Wednesday, November 4, 2015

Last Ball



last ball –
leaping with the leaves
a ladybird

Luminița Ignea


There are poems which must be read right from the beginning by empathy with the author’s intentions. As if, guessing his thoughts, you yourself would be the author and would build a realistic fact, well above reality. And then you can feel that there is no way that the author could refer in the first line to a real ball, no matter how famous or wished for, let alone to the toxic ball on a Saturday evening.

Last ball is then just an invitation to attend and to take part mentally to an event which is not mundane at all, which takes place every year, when the life of the vegetal world and that of the insects ends. It’s a farewell dance which can last without anyone getting tired for days and weeks on end. The phrase – maybe from now on at least a kigo substitute – easily slips towards the figurative meaning that it shares together with the leaves and with the ladybug. The autumn atmosphere is only weaved through the fairytale threads of the leaves and of the ladybug stuck into the stretched warp in-between the last ball and the leaping. Beyond the elliptical part, of autumn, as well as of other kigo words that could have evoked it, not even the initiator and agent of the event, the wind, is not explicitly mentioned, but only suggested through the leaping, the bouncing of the leaves. Just as the dance itself, the essence of the ball, is only implied through the suggestions of the ball and of the leaping.

Last ball accumulates thus an ironic function as well, slightly malicious, directed towards the poor leaves involved in involuntary whirlpools and turbulences. Even more so as leaping, far from being a gallant invitation to dance, involves a brutal and violent punishing action of an alleged authority – arrested, being taken away by force.


If the two parts of the poem had not been put together like this, the ball would have remained a simple prom, and the leaping of the leaves just a pointless flight – different realities, detached from one another, lying stiff in their ordinary existence. That is, without the playful undertones of a suggestive dialogue. As they are, however, they challenge the reader’s imagination to cast them in unbelievable roles, as fabulous, as plausible. In a haiku, the composition elements forget what they are to dedicate themselves to some roles which reinvent themselves.

> _Task item A_
Please copy the Last Ball post from "Wednesday, November 4, 2015" up to and including "a Saturday evening.".
> _Task item B_
List the lines of the haiku in the Last Ball post, in order.
> _Task item C_
Answer these about the Last Ball post:
(i) What date heads it?
(ii) What name appears beneath the haiku?
(iii) What initiator and agent of the event does the commentary say goes unmentioned in the poem?

> _Material provided_
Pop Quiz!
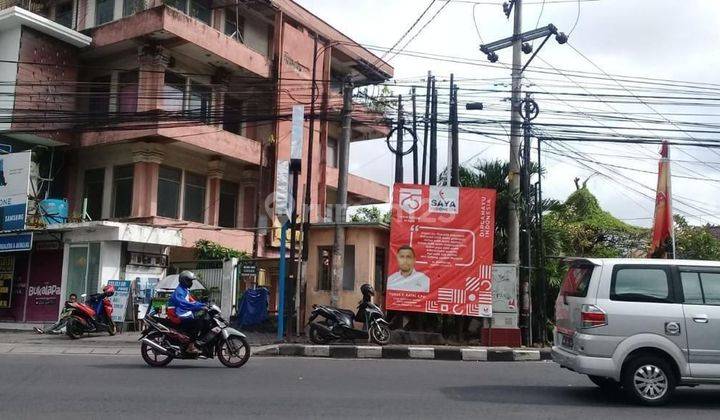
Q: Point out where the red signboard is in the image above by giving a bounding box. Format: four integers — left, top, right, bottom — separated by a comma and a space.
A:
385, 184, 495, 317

> _Task output A_
Wednesday, November 4, 2015

Last Ball



last ball –
leaping with the leaves
a ladybird

Luminița Ignea


There are poems which must be read right from the beginning by empathy with the author’s intentions. As if, guessing his thoughts, you yourself would be the author and would build a realistic fact, well above reality. And then you can feel that there is no way that the author could refer in the first line to a real ball, no matter how famous or wished for, let alone to the toxic ball on a Saturday evening.

> _Task output B_
last ball –
leaping with the leaves
a ladybird

> _Task output C_
(i) Wednesday, November 4, 2015
(ii) Luminița Ignea
(iii) The wind